◆ WHAT YOU NEED TO DO: Locate every row below that contains the string "concrete", and copy each of those rows in full.

-- start of DATA IN THIS EXERCISE --

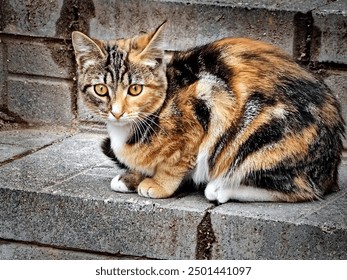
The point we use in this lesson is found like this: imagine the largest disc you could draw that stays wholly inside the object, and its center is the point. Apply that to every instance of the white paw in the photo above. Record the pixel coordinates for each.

-- end of DATA IN THIS EXERCISE --
-- start of DATA IN THIS EXERCISE --

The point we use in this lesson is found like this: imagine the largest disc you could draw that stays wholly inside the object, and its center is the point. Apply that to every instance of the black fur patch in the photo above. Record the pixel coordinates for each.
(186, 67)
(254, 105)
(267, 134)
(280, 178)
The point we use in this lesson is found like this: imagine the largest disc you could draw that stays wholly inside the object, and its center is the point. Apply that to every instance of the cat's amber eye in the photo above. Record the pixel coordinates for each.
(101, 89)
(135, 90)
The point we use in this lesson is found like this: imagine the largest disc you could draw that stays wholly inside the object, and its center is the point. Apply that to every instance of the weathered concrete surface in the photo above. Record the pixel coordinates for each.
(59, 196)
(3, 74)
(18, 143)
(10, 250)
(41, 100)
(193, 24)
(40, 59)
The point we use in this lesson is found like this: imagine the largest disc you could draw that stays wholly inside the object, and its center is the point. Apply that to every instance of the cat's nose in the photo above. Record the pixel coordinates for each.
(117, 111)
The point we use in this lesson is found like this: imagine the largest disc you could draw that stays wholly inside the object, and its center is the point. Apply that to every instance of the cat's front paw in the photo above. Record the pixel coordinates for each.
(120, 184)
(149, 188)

-- end of DATA IN THIS EXERCISE --

◆ OUTPUT OF THE EXERCISE:
The point we use in this lesson is found like this: imagine the largest disc you could draw that stays wholly inside the object, and its center is the point. Apply that to every instance of the weathered concrete surface in the photo above. Record the pixel coordinates for each.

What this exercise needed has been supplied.